■ **Written task 1**
Provide the stretch of the entries from the line containing "Every instance of the white car" through the last line of the entries as a JSON list of strings, one string per line, leaving out blank lines.

■ **Source**
§ §

Quick overview of the differences between red teams, blue teams, and purple teams in cybersecurity.

Understanding how the teams operate is important for organizations that want to test cybersecurity defenses before an adversary does. The ultimate goal is to understand the advanced threats a business may face in order to better combat threat actors. Splitting a security team into three subteams has both benefits and challenges. It’s also important to invest in your employees’ growth and consider the future of the industry when designating teams.

Red Team Overview

Red teams simulate the tactics, techniques, and procedures (TTPs) an adversary might use against the organization. A red team’s activity can extend beyond cybersecurity attacks and vulnerability scanning to include phishing, penetration testing, social engineering, and physical compromise campaigns lasting weeks or more.

To perform intrusions and attacks, red teams will use tactics such as:

  • Reconnaissance: They carefully explore computer systems and networks to look for weaknesses and backdoors.
  • Malware deployment: Malicious software will often travel through computer systems somewhat autonomously, increasing an attacker’s reach.

§ §

■ **Data to process**

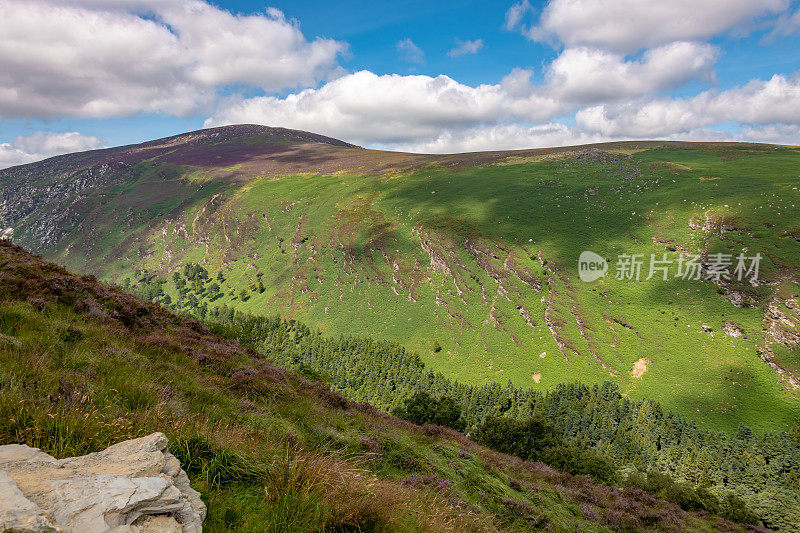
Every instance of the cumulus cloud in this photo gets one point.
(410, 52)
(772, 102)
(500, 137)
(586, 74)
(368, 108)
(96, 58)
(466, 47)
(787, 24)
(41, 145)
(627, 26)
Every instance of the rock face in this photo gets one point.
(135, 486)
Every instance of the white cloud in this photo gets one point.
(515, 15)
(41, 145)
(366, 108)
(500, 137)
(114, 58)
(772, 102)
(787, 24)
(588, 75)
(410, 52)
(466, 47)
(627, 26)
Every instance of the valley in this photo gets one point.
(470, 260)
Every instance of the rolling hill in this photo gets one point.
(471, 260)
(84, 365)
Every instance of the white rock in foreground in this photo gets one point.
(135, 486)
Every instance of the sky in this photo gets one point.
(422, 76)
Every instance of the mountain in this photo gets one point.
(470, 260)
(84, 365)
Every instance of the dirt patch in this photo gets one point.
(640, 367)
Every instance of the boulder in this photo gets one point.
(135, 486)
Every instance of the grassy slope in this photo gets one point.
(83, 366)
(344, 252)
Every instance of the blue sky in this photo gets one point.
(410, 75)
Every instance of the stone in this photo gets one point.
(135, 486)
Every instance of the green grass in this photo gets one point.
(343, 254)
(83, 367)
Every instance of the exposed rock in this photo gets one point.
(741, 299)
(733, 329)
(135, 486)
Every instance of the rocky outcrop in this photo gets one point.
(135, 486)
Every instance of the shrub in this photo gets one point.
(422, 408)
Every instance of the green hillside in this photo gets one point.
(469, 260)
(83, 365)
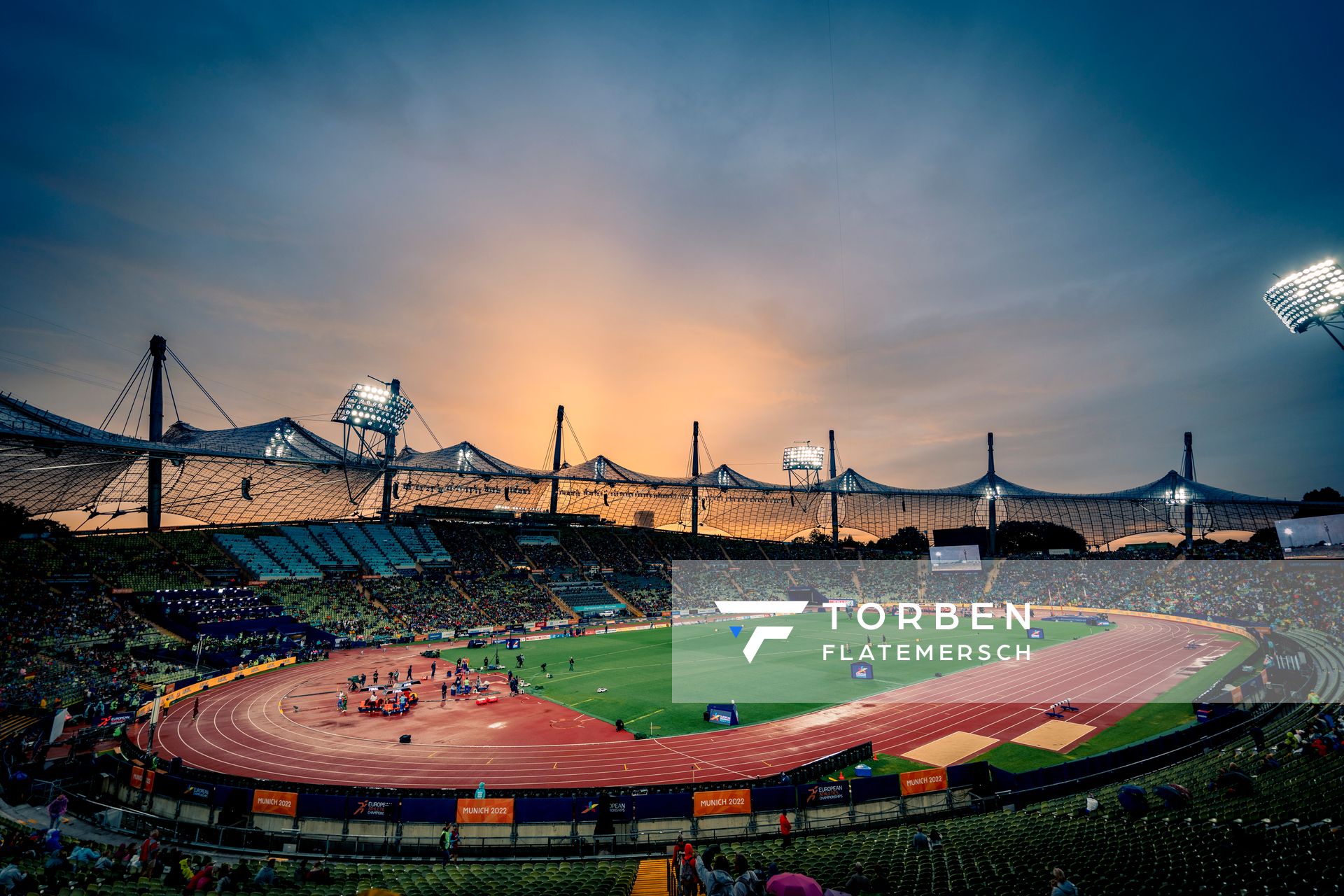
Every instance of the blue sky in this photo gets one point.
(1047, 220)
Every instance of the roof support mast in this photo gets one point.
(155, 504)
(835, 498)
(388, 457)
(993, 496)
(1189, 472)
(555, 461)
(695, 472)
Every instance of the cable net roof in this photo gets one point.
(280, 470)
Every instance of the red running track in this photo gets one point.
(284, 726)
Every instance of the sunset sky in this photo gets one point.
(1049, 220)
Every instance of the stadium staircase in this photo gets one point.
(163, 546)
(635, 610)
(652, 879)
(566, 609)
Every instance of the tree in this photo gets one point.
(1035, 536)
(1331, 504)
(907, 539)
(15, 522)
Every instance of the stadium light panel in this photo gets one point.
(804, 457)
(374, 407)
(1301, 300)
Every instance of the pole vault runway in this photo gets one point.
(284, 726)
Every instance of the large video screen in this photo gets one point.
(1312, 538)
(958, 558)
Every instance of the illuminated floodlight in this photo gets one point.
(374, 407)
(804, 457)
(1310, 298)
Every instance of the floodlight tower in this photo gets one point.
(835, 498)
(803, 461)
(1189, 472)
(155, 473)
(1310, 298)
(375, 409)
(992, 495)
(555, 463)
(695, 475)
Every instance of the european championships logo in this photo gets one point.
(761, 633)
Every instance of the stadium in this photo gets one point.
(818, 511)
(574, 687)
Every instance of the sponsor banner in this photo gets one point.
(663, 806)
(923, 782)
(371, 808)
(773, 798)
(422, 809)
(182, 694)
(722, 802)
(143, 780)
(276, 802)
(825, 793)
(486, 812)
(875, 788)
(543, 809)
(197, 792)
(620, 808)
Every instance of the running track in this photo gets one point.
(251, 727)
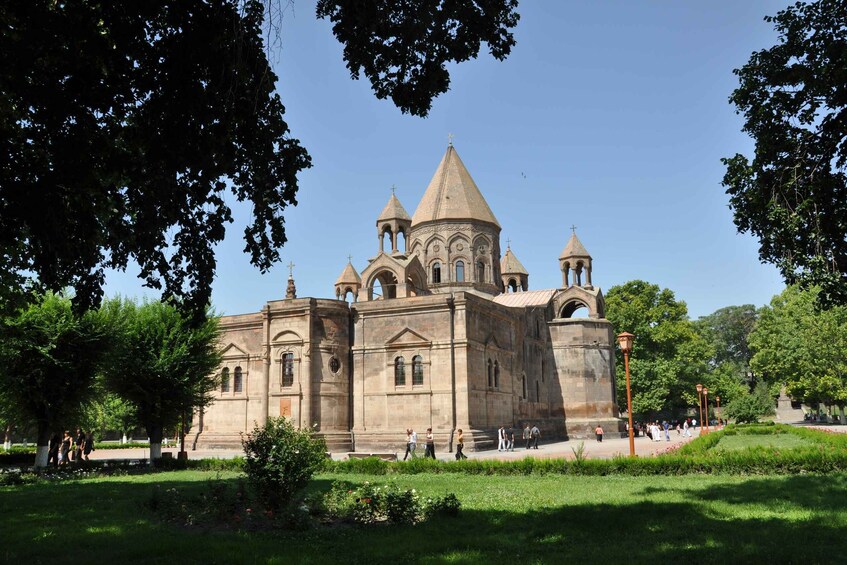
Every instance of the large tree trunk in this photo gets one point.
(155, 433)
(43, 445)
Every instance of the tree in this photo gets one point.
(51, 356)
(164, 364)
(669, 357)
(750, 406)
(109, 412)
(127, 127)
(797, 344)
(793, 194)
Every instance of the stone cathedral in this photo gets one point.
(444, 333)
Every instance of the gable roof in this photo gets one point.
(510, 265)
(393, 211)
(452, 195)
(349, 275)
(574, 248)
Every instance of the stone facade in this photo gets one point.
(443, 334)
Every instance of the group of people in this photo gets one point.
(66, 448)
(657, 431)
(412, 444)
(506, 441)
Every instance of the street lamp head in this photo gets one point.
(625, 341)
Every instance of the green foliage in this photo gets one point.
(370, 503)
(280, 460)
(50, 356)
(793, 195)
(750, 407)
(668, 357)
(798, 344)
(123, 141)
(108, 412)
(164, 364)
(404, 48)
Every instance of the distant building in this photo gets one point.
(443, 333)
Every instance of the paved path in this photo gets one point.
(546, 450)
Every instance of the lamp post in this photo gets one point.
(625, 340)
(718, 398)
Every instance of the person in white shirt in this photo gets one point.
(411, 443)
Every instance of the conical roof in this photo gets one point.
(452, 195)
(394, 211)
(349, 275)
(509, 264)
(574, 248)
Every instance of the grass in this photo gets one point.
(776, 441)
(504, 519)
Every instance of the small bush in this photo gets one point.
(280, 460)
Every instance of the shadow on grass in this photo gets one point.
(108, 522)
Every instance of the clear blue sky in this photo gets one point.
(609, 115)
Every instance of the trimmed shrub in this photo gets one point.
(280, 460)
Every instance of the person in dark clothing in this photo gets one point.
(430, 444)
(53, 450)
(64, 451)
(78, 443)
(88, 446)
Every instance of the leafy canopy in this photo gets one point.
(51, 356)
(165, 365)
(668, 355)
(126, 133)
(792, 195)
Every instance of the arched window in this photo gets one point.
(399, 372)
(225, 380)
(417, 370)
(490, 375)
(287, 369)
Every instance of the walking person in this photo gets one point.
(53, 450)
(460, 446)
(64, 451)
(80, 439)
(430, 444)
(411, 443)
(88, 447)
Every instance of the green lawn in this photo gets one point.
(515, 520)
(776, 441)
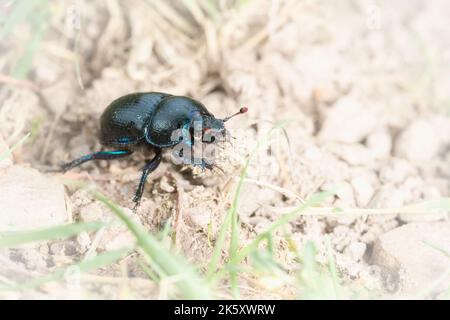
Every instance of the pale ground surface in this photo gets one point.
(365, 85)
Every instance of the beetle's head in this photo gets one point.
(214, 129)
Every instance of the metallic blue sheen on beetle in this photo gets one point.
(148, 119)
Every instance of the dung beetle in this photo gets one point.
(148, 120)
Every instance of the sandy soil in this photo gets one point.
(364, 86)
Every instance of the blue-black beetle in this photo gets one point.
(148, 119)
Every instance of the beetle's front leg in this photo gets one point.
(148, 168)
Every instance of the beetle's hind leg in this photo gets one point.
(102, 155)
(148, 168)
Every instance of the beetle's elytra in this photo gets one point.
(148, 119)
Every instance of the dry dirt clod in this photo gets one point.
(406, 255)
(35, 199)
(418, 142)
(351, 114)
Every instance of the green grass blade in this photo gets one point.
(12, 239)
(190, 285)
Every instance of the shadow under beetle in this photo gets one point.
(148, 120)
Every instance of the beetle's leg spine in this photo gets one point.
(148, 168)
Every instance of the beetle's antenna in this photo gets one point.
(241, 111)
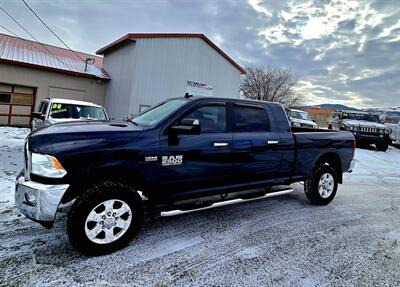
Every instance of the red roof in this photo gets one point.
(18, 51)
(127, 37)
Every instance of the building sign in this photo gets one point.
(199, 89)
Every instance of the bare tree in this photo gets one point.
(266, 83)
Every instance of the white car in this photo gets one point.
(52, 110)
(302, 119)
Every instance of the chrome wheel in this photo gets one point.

§ §

■ **Written task 2**
Carry the overview of red, blue, and purple cybersecurity teams forward from its last sentence.

■ **Written reply 1**
[
  "Every instance of the white car in this photo gets one point.",
  "(52, 110)",
  "(302, 119)",
  "Every instance of the chrome wheel in this photo gets one point."
]

■ **Written reply 2**
  • Vulnerability exploitation: Once the red team members find vulnerabilities in software and hardware, they’ll use them to attack and further access data.
  • Phishing attacks: Red teams might also perform social engineering on current company employees to gain access to applications.
  • Command and control servers: Once red teams have access to a server, they can then control that system.

Red teams employ intelligence on new and emerging threats as well as previous research on new attack techniques and offensive security tools.

Who Is Part of the Red Team?

Red teams are typically smaller groups compared to blue teams and often include a few members, such as ethical hackers, locksmiths, programmers, and social engineers. These members might be led by a director of penetration testing or a senior security consultant, and be organized into sub-teams based on the type of testing they’re performing.

Sometimes red teams are third-party contractors. This is ideal for businesses who want very few people inside the company to know what’s happening, including blue-team security personnel.

3 Objectives of the Red Team

Red teams’ main goals are to breach the network, successfully access their targets, and report their attack methods at the end of the process.

Breach the Business’ Infrastructure

Red team members tend to be recruited from the outside so that they have the true perspective of external adversaries. Whoever hired the red team will specify how many individuals within the organization know the attack is happening. Full-time security personnel may be aware, or they may not know so business leaders can gauge their incident detection and response capabilities.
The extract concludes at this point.